_Your goal_. Copy out the entries below from the line containing "ornament in the picture above." through the end of the entries, both ends included, with every line in full. Shift every coordinate in the answers by -36.

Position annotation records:
● ● ●

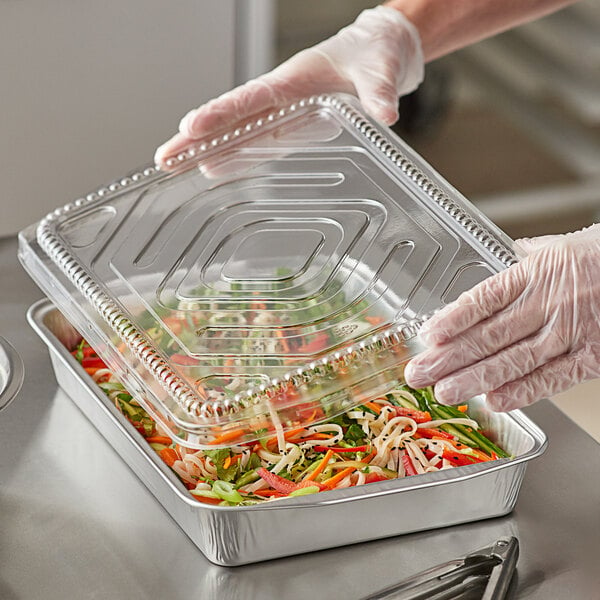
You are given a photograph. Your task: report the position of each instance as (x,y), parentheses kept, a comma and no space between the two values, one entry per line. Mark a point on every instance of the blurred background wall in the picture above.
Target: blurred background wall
(512,122)
(89,89)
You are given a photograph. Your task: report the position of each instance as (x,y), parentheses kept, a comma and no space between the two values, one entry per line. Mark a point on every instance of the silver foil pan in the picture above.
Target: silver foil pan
(233,536)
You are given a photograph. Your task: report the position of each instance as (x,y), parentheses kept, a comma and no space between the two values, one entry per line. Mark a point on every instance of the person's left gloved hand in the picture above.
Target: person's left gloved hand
(378,58)
(526,333)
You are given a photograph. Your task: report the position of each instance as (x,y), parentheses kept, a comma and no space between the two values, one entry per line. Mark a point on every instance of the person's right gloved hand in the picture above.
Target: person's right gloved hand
(377,58)
(528,332)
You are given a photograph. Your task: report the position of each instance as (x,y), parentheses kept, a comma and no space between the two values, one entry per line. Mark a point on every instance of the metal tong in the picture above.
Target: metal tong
(484,574)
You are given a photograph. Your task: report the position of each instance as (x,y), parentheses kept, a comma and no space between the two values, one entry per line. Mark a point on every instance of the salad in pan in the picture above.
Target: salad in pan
(402,433)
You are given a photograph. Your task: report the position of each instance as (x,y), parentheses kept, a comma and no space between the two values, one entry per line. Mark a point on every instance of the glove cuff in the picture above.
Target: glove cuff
(413,65)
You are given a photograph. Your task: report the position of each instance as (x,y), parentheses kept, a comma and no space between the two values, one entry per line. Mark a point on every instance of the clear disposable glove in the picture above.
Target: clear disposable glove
(377,58)
(527,333)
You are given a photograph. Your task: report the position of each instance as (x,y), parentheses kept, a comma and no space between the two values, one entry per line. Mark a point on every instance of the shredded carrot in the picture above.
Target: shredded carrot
(206,499)
(333,481)
(284,344)
(481,455)
(314,474)
(269,492)
(374,320)
(373,406)
(169,455)
(288,435)
(159,439)
(320,436)
(229,436)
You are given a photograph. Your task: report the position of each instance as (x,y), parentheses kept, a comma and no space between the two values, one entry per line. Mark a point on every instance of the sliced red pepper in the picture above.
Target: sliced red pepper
(93,362)
(418,416)
(184,360)
(285,486)
(335,449)
(373,477)
(431,433)
(458,459)
(408,465)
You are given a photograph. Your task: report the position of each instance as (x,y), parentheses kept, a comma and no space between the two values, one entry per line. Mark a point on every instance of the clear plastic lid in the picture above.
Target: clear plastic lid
(275,275)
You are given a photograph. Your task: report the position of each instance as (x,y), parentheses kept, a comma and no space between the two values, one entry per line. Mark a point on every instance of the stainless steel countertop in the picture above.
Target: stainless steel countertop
(76,523)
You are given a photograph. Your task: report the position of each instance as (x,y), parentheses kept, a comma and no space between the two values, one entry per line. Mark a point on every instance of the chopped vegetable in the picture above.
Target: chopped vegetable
(403,433)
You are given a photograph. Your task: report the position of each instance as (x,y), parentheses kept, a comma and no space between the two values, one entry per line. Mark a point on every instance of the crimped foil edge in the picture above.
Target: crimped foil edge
(185,396)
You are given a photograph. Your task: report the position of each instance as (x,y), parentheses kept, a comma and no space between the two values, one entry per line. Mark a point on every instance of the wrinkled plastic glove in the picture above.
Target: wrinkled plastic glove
(377,58)
(526,333)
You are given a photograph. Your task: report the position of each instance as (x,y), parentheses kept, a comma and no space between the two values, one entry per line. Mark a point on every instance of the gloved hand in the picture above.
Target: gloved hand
(378,58)
(529,332)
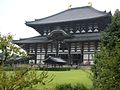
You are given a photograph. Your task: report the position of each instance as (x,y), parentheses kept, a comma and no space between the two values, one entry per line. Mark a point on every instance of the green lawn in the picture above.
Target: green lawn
(61,77)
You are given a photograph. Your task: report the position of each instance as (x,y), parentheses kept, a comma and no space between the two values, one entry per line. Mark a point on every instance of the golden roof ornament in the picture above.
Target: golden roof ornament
(90,4)
(69,7)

● ● ●

_Task result_.
You are given a photograph. Your task: report the position of each instance as (x,y), parentheses kept, a comma and no space between the two values, one entry per line. Mark a point on every instance of the golden roof ornament in the picture above.
Target: golden roof ornament
(54,-32)
(33,-29)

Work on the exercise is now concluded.